▸ **Record set**

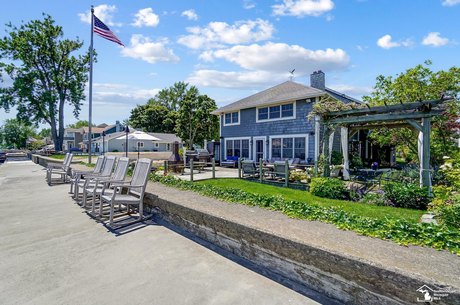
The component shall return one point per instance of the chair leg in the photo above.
(111, 214)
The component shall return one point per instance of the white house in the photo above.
(115, 142)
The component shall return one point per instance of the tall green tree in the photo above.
(45, 75)
(195, 123)
(153, 117)
(171, 97)
(15, 133)
(418, 84)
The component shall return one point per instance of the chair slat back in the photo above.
(141, 173)
(99, 163)
(108, 166)
(122, 168)
(66, 159)
(68, 162)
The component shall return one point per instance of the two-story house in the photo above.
(273, 123)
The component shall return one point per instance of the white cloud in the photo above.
(144, 48)
(217, 34)
(104, 12)
(261, 71)
(146, 17)
(280, 57)
(234, 80)
(450, 2)
(386, 42)
(120, 93)
(300, 8)
(248, 4)
(434, 39)
(190, 14)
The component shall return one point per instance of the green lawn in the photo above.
(303, 196)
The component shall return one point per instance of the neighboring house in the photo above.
(96, 132)
(165, 142)
(72, 138)
(115, 142)
(273, 123)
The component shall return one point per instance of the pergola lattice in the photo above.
(415, 115)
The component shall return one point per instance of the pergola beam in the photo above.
(389, 108)
(384, 117)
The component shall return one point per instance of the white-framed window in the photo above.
(276, 112)
(232, 118)
(237, 147)
(284, 147)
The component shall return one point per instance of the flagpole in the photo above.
(90, 85)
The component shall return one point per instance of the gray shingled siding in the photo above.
(248, 126)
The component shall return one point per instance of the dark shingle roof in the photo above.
(287, 91)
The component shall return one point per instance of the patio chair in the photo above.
(94, 186)
(60, 169)
(279, 170)
(105, 173)
(249, 169)
(77, 175)
(135, 191)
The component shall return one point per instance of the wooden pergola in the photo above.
(415, 115)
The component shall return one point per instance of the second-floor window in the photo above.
(232, 118)
(285, 111)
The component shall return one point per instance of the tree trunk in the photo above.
(61, 125)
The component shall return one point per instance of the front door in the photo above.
(259, 149)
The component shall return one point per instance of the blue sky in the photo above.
(231, 49)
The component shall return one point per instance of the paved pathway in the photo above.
(54, 253)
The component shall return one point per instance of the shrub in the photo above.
(328, 188)
(407, 195)
(298, 176)
(374, 199)
(449, 214)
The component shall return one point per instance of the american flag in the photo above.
(102, 30)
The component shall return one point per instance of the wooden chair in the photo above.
(94, 190)
(279, 170)
(105, 173)
(77, 175)
(59, 169)
(249, 169)
(135, 192)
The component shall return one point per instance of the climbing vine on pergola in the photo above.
(416, 115)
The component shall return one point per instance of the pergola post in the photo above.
(425, 174)
(331, 145)
(317, 135)
(327, 133)
(344, 142)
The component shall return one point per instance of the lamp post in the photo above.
(126, 144)
(103, 142)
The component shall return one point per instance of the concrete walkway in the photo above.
(52, 252)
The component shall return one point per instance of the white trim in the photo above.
(233, 124)
(237, 138)
(254, 147)
(293, 117)
(300, 135)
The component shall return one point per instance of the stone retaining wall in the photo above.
(337, 276)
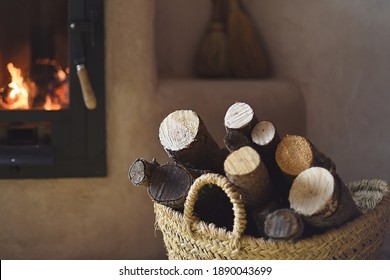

▸ **What you should do**
Repeat each of the entries above exactly, but do not carry over the pictures.

▸ **Answer box**
The component shall return one point per instance of the chair leg in the photo above.
(111, 214)
The component shall return one point per instance of the white house in the photo above.
(115, 142)
The component shall return one point per instance of the tall green tree in the photo above.
(45, 75)
(195, 123)
(153, 117)
(171, 97)
(15, 133)
(418, 84)
The component shall return one point per instance of the chair slat back in the photo above.
(141, 173)
(99, 163)
(108, 166)
(122, 168)
(66, 159)
(68, 162)
The component shall return one point per instance of the two-story house in the photo above.
(273, 123)
The component shall return one point per instance of the white cloud in the photo above.
(144, 48)
(217, 34)
(104, 12)
(261, 71)
(146, 17)
(280, 57)
(234, 80)
(450, 2)
(386, 42)
(120, 93)
(300, 8)
(248, 4)
(434, 39)
(190, 14)
The component shall return one point per instance of the green lawn in the photo above.
(303, 196)
The component shall return one point per instance of the neighboring house in the photo above.
(96, 132)
(165, 142)
(72, 138)
(115, 142)
(273, 123)
The component shall return one point per instance of the pergola lattice in the photo above.
(415, 115)
The component shall return one point per instance of the pergola beam in the photo above.
(389, 108)
(384, 117)
The component shall return one point per instance of the white-framed window in the photo above.
(276, 112)
(232, 118)
(237, 147)
(284, 147)
The component shall return one point per instance of the flagpole in the photo above.
(90, 85)
The component shall return one point per instance of the gray shingled siding in the photo above.
(248, 126)
The component shall return one point per instance of the dark shingle roof in the photo above.
(287, 91)
The component shall return one point per instance of the patio chair in the photo above.
(94, 186)
(60, 169)
(279, 170)
(105, 173)
(249, 169)
(77, 175)
(135, 191)
The component shall return one point per instance of the wooden pergola in the photo above.
(415, 115)
The component shall return one point per instance of the second-floor window in the photo above.
(232, 118)
(285, 111)
The component shall return one point per instance of the tree trunk in the photo above.
(61, 125)
The component shall return one point per instance of the front door in the photo above.
(259, 149)
The component shall return one point per instance of the blue sky in the photo above.
(231, 49)
The component shall return one point per instance of the paved pathway in the photo above.
(54, 253)
The component shall return one point per instance of the shrub in the photo above.
(328, 188)
(407, 195)
(298, 176)
(374, 199)
(449, 214)
The component shall return one point per instance of the american flag in the photo above.
(102, 30)
The component shall return one point per instance of the wooden chair in the photo above.
(94, 190)
(279, 170)
(105, 173)
(77, 175)
(59, 169)
(249, 169)
(135, 192)
The component shall return one point per instance of the climbing vine on pergola in the photo above.
(416, 115)
The component shall return one point per instance of the pergola post in the photo above.
(425, 174)
(331, 145)
(317, 135)
(327, 133)
(344, 142)
The component shall return one point per instance of the lamp post in the photo above.
(126, 144)
(103, 142)
The component shall return one point per instance of the concrete walkway in the photo above.
(52, 252)
The component shall return one point per instance of the white trim in the photo above.
(233, 124)
(237, 138)
(254, 147)
(293, 117)
(300, 135)
The component shall return one point per instance of the stone retaining wall in the photo above.
(337, 276)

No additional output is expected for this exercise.